Heartstopper is a story about love. It's a story about falling in love for the first time, and drama can reach out across people's prejudices, across a divide, and allow us to empathize with a scenario that we've never imagined before. An audience, for the brief length of an episode of Heartstopper, can step into Nick and Charlie's shoes and discover what it's like to be them. I really hope that this show can bring some good to the world and that people will suddenly understand, 'Oh, this is what it's like to be trans. This is what it's like to be gay.' I hope it will bring some enlightenment to some of these darker forces that are at work at the moment.
Elle and Tao finally get into a relationship over the course of Heartstopper season two, but Elle has other big aspirations in her life. How do you think their relationship stands by the end of this season?
It's so much fun to have a pair of friends who are brilliant mates but then realize that, actually, there's more than just friendship going on, and that there's a sexual attraction there, and there's a possibility of a romantic relationship. How do you transition from that one state of mates into another? Because you're risking everything, right? You're risking your friendship. The stakes are really high, because it's not just their friendship. It's the whole group. Everybody spins around Tao and Elle. So that's a really fun story to tell.
They're such brilliant actors, Will and Yaz. There's this fantastic sequence I'm so pleased of in episode three when they go to watch a movie together. The awkwardness of their first date is unbearable, because you're just watching these two people wanting to hold hands, but they're afraid to. Then, they do, and then it's the wrong thing. It's excruciating. By the end of season two, I think Tao's grown up, and we get a sense of them both being in a really good place with one another. He's not paranoid that she's going to go away and leave him, although I'm sure that that feeling will never stop for Tao. I've got great hopes for them both.
- - -
**Exercise requirements**
**A)** Answer these questions on the Heartstopper passage:
(i) Whose shoes can an audience step into for the length of an episode?
(ii) In which episode do Tao and Elle go to watch a movie together?
(iii) Which two actors are named?
**B)** Carry the Heartstopper passage forward from its final sentence.

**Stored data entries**
- - -
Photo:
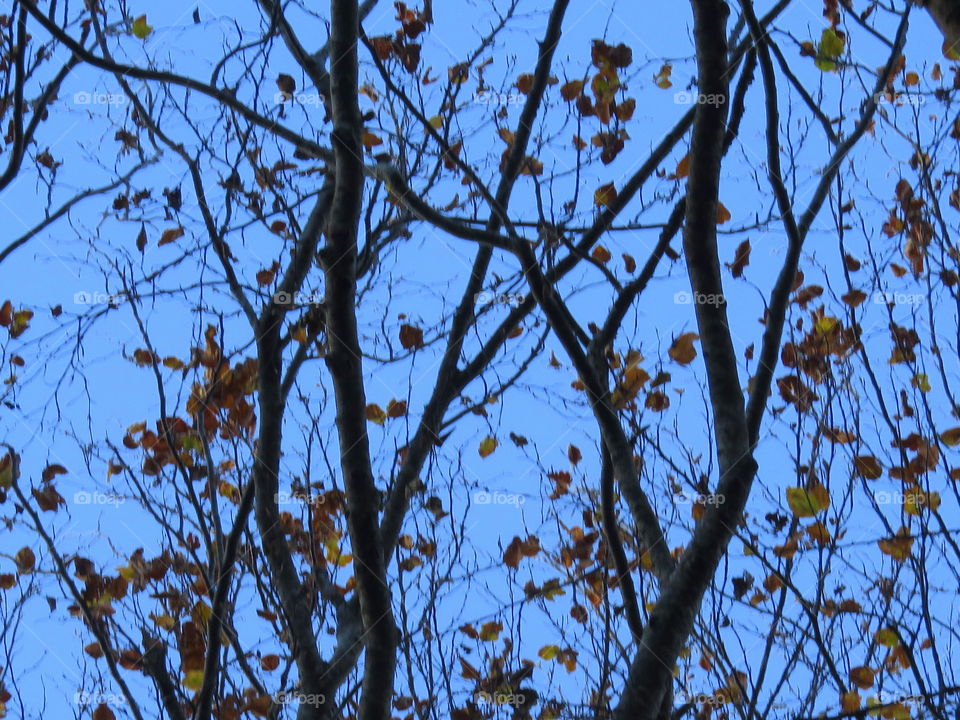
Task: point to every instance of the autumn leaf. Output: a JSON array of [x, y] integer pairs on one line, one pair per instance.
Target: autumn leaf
[[682, 350], [140, 28], [25, 560], [487, 446], [375, 414], [570, 91], [829, 49], [170, 236], [605, 195], [601, 254], [723, 215], [867, 467], [549, 652], [850, 701], [193, 680], [490, 631], [741, 259], [951, 437], [662, 78], [862, 677], [103, 712], [51, 471], [411, 337]]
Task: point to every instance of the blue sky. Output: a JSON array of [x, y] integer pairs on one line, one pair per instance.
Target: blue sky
[[419, 278]]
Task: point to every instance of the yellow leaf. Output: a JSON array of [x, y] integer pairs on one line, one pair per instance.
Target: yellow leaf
[[662, 78], [193, 680], [826, 324], [951, 437], [850, 701], [549, 652], [487, 446], [490, 631], [604, 195], [140, 28], [862, 677], [163, 621], [887, 637]]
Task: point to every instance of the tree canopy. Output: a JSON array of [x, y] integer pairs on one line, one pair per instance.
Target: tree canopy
[[384, 361]]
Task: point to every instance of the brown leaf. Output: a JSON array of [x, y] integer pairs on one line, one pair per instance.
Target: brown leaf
[[411, 337], [287, 84], [170, 235], [51, 471], [741, 259], [682, 350]]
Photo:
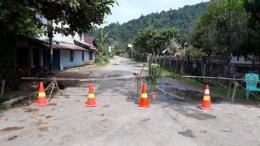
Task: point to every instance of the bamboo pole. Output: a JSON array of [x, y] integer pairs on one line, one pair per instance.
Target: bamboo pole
[[221, 78], [176, 96]]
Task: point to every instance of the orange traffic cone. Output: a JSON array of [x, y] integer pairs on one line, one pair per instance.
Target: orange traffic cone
[[41, 101], [143, 97], [91, 101], [206, 103]]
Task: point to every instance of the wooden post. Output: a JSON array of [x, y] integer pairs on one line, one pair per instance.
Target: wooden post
[[3, 87], [229, 90], [234, 92]]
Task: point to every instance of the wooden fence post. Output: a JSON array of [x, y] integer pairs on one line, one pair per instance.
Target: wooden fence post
[[234, 91]]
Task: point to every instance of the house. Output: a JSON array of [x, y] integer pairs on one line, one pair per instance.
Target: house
[[92, 41], [34, 52]]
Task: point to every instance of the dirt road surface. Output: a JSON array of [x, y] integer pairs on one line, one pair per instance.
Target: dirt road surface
[[118, 121]]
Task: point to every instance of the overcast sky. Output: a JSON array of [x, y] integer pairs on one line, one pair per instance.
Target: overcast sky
[[133, 9]]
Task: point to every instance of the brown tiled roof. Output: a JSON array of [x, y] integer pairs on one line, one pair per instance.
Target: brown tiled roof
[[89, 39], [60, 45], [65, 46], [86, 45]]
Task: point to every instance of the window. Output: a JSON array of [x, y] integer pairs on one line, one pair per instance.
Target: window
[[71, 56], [83, 55]]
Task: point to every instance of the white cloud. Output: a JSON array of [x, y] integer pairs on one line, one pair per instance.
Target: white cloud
[[133, 9]]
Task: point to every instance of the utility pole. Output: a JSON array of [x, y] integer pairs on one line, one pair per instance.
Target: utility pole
- - -
**Exercise results**
**A)**
(i) Nick and Charlie's
(ii) Episode three
(iii) Will and Yaz

**B)**
We always saw Tara and Darcy as characters who had it all figured out and were very open about their lives, but we learn a lot more about Darcy’s home life in this season. Do you think Darcy’s relationship with her mom is something that can still be managed and fixed, or was her running away a point-of-no-return for the character?
That's a really interesting question, because I think when you're a teenager running away from home, there's a huge amount that you sacrifice in doing that… like the safety of home, despite her mother's relationship. [Darcy's] relationship with her mother is toxic. Her mother is cruel, and bullying, and homophobic. But nevertheless, that's her home. I think she's given up a lot in order to gain her freedom at the end of the season. I imagine there'd be some really interesting story for her going forward. But I think the tension for Tara is that she just doesn't know, because Darcy hasn't shared any of this for her.
The breakthrough in their relationship is that Darcy comes clean, and she says, 'You know what? The person I was pretending to be, the person I am in school, is not the person I am at home.' Darcy feels shame for that, but Tara says, 'I don't care. I love you. I love this person that you've just revealed to me now as much as I love the person that I thought you were before.' That liberates Darcy, and we get a sense of the two of them together. So much in love at the end of season two. It's a really joyous sequence, and we've got Taylor Swift as the soundtrack for that scene, which made me really happy.